▶ [Instructions]
1) In the passage on school detention, translate this sentence into French: "We policed our own and promulgated the culture of fear that surrounded the detention."
2) Rewrite part of the passage on school detention. Begin at the words "The idea that we" and stop after "him to cry on.", and swap "emissary" for "messenger".
3) Extend the passage on school detention, picking up after its final sentence.

▶ [Document extract]
When we approached one of the pariahs to get their perspective on what happened, they usually broke down like a politician in the midst of a career-ending scandal. Some tried to maintain a strong façade, but most couldn’t. Their defense usually devolved to those scared, uncontrollable tears. We empathized, because we knew firsthand the idea that nothing this bad had ever happened to them before.

It was our fault that she felt that way, because when she’d walk down the aisle to receive her detention, she felt our eyes on her, and she heard our whispers. The minute she turned around, we’d turn away and go silent. When it came to defending herself against the mob, she’s lie, obfuscate, try to shift the blame, and try anything and everything she could to salvage her reputation. We empathized here too, because what else are you going to do? 

We did more damage to her than the teacher, the principal, or any of our other authority figures could to demonize her, the detention of the day. We did it to ourselves. We policed our own and promulgated the culture of fear that surrounded the detention.

The idea that we cultivated their culture of fear wasn’t apparent to me in the moment, of course, because I was too young to grasp such complicated concepts, but it was crystallized in the form of a transfer student named Billy Kifferly. I knew Billy Kifferly before he transferred to our school, he was a friend of a friend, so when he got a detention I was the emissary sent to find out what happened, and how he entered into our dominion of the damned.

I asked him about it in the most empathetic manner a ten-year-old could. “… And it’s fine if you don’t want to tell me …” I added. I was fully prepared for his tears and/or the anguish that followed, and I had my shoulder all ready for him to cry on.

▶ [Information supplied]
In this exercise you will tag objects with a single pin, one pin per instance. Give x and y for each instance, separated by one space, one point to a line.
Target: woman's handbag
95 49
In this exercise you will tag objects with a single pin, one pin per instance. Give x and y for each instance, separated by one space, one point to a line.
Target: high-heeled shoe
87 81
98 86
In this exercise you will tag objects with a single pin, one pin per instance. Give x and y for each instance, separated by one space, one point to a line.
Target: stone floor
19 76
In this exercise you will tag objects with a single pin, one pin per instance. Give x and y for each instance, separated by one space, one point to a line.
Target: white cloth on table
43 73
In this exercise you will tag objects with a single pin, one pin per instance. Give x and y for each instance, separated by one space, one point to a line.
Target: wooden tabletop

---

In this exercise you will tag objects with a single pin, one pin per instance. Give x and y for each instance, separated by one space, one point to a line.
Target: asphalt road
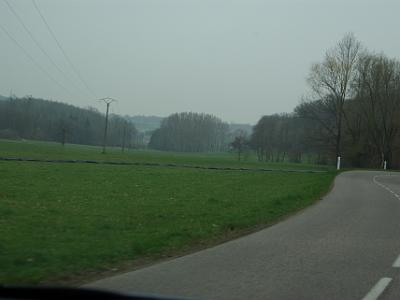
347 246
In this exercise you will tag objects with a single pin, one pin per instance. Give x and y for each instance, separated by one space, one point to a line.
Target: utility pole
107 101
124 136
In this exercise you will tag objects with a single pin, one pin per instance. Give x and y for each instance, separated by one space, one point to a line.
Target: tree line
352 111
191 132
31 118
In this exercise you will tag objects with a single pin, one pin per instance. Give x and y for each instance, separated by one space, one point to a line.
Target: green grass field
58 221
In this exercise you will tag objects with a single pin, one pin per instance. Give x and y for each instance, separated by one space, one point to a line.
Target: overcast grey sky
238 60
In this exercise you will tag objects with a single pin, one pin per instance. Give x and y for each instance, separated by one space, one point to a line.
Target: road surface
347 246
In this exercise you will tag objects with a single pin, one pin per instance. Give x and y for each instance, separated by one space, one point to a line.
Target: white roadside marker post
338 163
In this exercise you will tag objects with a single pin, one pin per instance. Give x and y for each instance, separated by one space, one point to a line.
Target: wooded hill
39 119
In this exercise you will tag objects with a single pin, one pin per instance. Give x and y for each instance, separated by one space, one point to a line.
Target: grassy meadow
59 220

▶ [Responses by task]
1) Nous surveillions les nôtres et propagions la culture de la peur qui entourait la retenue.

2)
The idea that we cultivated their culture of fear wasn’t apparent to me in the moment, of course, because I was too young to grasp such complicated concepts, but it was crystallized in the form of a transfer student named Billy Kifferly. I knew Billy Kifferly before he transferred to our school, he was a friend of a friend, so when he got a detention I was the messenger sent to find out what happened, and how he entered into our dominion of the damned.

I asked him about it in the most empathetic manner a ten-year-old could. “… And it’s fine if you don’t want to tell me …” I added. I was fully prepared for his tears and/or the anguish that followed, and I had my shoulder all ready for him to cry on.

3)
Not only did Billy not cry, or show any signs of fear of remorse, he told me all of the damning details of his detention, as if … as if they didn’t really matter. He didn’t try to wriggle out of it, or spread the blame. He said, “I did it. It was all my fault and all that, but it’s a half hour, so, big deal, right? I could do that standing on my head.”

That put me back a step. I couldn’t understand how he could be so blasé about it. As his only friend and confidant, I wanted to say, ‘Billy, you don’t understand,’ but Billy’s reaction to it informed me that there was something larger going on here that I didn’t understand. I didn’t get the fact that he was more accustomed to getting in trouble, or failing to meet the standards. He just got expelled from his prior school, so on that scale, a detention, or a half-hour after school, was nothing to him. I also didn’t understand that I was not only a part of the institutional culture of fear, but a promulgator of it

“It’s just a half-hour,” he said, and he was right, but ‘It’s so much more than that’ I wanted to say. I couldn’t back that up though, because I was too young to understand the nature of authority, rebellion, and Billy’s far too mature definition of the system-is-a-farce reaction. I knew Billy was the rebel, on some complicated level, I knew I’d become the standard bearer for the status quo if I said anything further.  

By not fearing the institutional hierarchy, and the elements that propped it up, Billy essentially informed me that the whole system was a farce. “Why should I fear spending a half-hour after school so much?” was essentially what he said. I thought of instructing him in our ways, but I was too young to understand the nature of our ways, and I was also far too immature to understand that we weren’t just ceding to authority, we were contributing to it.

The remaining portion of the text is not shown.